## [Extrait choisi]
######

Aurais-je osé? Car oui dans la masse d'albums sortis et dont le blason terni ne tarde à être redoré, je n'ai que l'embarras du choix de viser des brebis galeuses, et il eût fallu que nous tombions sur "ça"? Cette daube infâme, néo métal pour délinquant à peine pubère aux cheveux longs et idées courtes, arborant ces sweats capuche noir à l'impression douteuse achetés par maman à un jour de marché. Ces mêmes jeunes gens qui arborent bracelets à pique aux poignets et buffalo aux pieds, oui, en vérité je parle d'un temps que les moins de vingt ans ne connaissent pas et où ces 9 masqués de Slipknot, provocateurs des petites cours de récréation sévissant à base de "People Egal Shit" mais n'avaient-ils dans le fond, pas raison? La question reste entière. Cependant les enfants, bas les masques (lel), aujourd'hui, je ne rigole plus, je tente l'impossible: repolisher d'un revers de manche ce disque à tes yeux, à toi lecteur. Dans cette quête ambitieuse et périlleuse (Dieu seul sait combien de lecteurs j'ai déjà perdu ne serait-ce qu'à la vue du titre infâme de cet essai -les autres se sont résignés sur la longueur de celui-ci), il vous faudra replonger dans les limbes de votre passé empli de honte et d'acné et admettre qu'un autre monde était possible. Car oui, j'ose, devant vous, solennellement, annonçer que cet album était loin d'être si mauvais.

######

(Entrées d'annotation de régions)
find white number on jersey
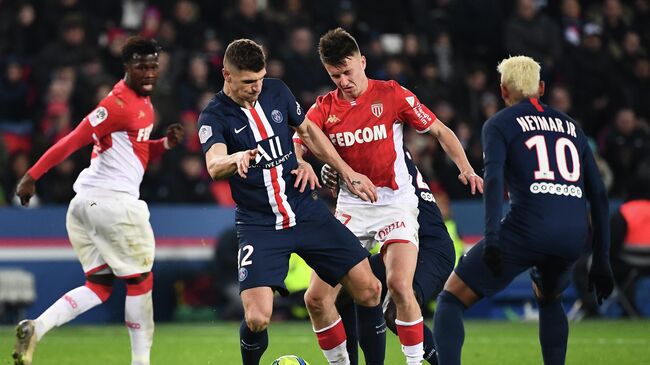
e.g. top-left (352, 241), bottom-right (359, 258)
top-left (526, 135), bottom-right (580, 182)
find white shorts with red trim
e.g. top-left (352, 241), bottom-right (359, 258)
top-left (66, 189), bottom-right (155, 277)
top-left (335, 201), bottom-right (420, 250)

######

## [Objectif]
Répondez brièvement à partir de l'extrait choisi :
1. Combien de masqués composent Slipknot selon l'extrait ?
2. Quelle formule est associée aux provocations de Slipknot dans les cours de récréation ?
3. Que déclare-t-on solennellement à propos de l'album dans la dernière phrase ?

## [Réponse complète]
1. Ils sont 9.
2. « People Egal Shit ».
3. Cet album était loin d'être si mauvais.